(Source data)
↓

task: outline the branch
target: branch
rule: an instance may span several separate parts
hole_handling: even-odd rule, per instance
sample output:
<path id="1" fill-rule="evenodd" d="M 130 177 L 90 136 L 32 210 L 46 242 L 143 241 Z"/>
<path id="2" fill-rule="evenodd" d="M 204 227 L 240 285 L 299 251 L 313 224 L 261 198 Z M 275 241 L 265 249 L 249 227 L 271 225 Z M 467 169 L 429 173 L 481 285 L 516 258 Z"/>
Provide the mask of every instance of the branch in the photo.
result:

↑
↓

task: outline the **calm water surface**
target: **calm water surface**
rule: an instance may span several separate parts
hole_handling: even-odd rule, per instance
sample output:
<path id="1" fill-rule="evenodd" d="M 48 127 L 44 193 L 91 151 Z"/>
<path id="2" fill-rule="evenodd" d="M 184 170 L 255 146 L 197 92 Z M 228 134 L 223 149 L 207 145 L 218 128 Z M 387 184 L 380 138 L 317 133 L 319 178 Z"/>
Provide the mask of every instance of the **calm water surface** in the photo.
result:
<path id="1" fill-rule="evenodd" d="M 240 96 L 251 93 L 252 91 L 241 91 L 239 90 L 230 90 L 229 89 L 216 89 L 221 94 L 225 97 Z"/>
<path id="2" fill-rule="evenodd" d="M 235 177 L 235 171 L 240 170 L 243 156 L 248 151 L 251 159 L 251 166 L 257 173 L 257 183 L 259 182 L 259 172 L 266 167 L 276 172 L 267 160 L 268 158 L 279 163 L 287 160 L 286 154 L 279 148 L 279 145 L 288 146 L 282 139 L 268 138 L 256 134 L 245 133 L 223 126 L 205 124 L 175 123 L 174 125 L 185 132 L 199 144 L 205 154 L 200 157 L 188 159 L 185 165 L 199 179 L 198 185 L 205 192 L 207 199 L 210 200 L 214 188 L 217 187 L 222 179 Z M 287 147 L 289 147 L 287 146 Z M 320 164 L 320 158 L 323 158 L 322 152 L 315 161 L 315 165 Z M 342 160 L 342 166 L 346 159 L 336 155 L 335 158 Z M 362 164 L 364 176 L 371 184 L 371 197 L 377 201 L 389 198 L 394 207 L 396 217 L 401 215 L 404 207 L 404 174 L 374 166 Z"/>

↑

[What is expected] Please reproduce the material above word for word, starting with the line that contains "task: outline the **calm water surface**" and continuing through the line that contains "235 177 L 235", including both of those lines.

[Exercise output]
task: outline the **calm water surface**
target: **calm water surface**
rule: an instance may span several separate parts
hole_handling: even-odd rule, per instance
sample output:
<path id="1" fill-rule="evenodd" d="M 48 127 L 44 193 L 91 151 Z"/>
<path id="2" fill-rule="evenodd" d="M 184 170 L 255 146 L 197 92 Z M 228 134 L 223 149 L 207 145 L 218 128 Z M 387 184 L 380 138 L 317 133 L 319 178 Z"/>
Provide the mask of every instance of the **calm water surface** in the photo.
result:
<path id="1" fill-rule="evenodd" d="M 240 96 L 251 93 L 252 91 L 241 91 L 239 90 L 230 90 L 229 89 L 216 89 L 221 94 L 225 97 Z"/>
<path id="2" fill-rule="evenodd" d="M 235 177 L 235 171 L 240 170 L 243 156 L 248 151 L 251 159 L 251 166 L 257 173 L 257 183 L 259 182 L 259 172 L 266 167 L 276 172 L 267 160 L 268 158 L 279 163 L 287 160 L 286 154 L 279 148 L 279 145 L 288 146 L 282 139 L 268 138 L 256 134 L 245 133 L 223 126 L 205 124 L 175 123 L 174 125 L 185 132 L 199 144 L 205 154 L 200 157 L 188 159 L 185 165 L 199 179 L 198 185 L 205 192 L 207 199 L 210 200 L 214 188 L 217 187 L 222 179 Z M 287 147 L 289 147 L 287 146 Z M 320 164 L 320 158 L 323 158 L 322 152 L 315 161 L 315 165 Z M 342 160 L 342 166 L 346 159 L 336 155 L 335 158 Z M 362 164 L 364 176 L 371 184 L 371 197 L 377 201 L 389 198 L 394 207 L 396 217 L 401 215 L 404 207 L 404 174 L 374 166 Z"/>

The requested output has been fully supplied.